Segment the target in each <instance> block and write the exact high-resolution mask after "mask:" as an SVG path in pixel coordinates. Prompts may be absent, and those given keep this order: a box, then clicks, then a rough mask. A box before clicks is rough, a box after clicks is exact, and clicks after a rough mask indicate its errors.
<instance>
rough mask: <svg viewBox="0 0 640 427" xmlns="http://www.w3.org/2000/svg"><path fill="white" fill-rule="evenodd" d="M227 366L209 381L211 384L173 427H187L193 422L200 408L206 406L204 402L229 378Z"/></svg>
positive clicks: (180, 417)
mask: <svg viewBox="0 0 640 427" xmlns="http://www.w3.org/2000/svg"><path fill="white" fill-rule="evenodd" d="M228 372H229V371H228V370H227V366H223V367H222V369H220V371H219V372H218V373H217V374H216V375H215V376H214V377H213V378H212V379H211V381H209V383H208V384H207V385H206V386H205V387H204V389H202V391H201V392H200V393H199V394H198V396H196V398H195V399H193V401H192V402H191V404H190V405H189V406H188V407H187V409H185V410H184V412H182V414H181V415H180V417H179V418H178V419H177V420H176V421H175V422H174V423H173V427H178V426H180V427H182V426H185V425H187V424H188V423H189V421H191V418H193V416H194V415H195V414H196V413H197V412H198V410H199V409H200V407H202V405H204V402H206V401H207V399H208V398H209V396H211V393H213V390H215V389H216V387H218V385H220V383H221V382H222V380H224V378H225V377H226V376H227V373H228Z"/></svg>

◆ ◆ ◆ ◆ ◆ ◆ ◆

» **EXERCISE REQUIREMENTS**: In the records above, find every line containing the word "instance" and show it.

» **TASK ANSWER**:
Segment the target in each <instance> block and write the exact high-resolution mask after "mask:" as an SVG path in pixel coordinates. Prompts may be absent, and those given keep this order: a box, then clicks, then a rough mask. A box before clicks is rough, a box after clicks is exact, and clicks after a rough mask indicate its errors.
<instance>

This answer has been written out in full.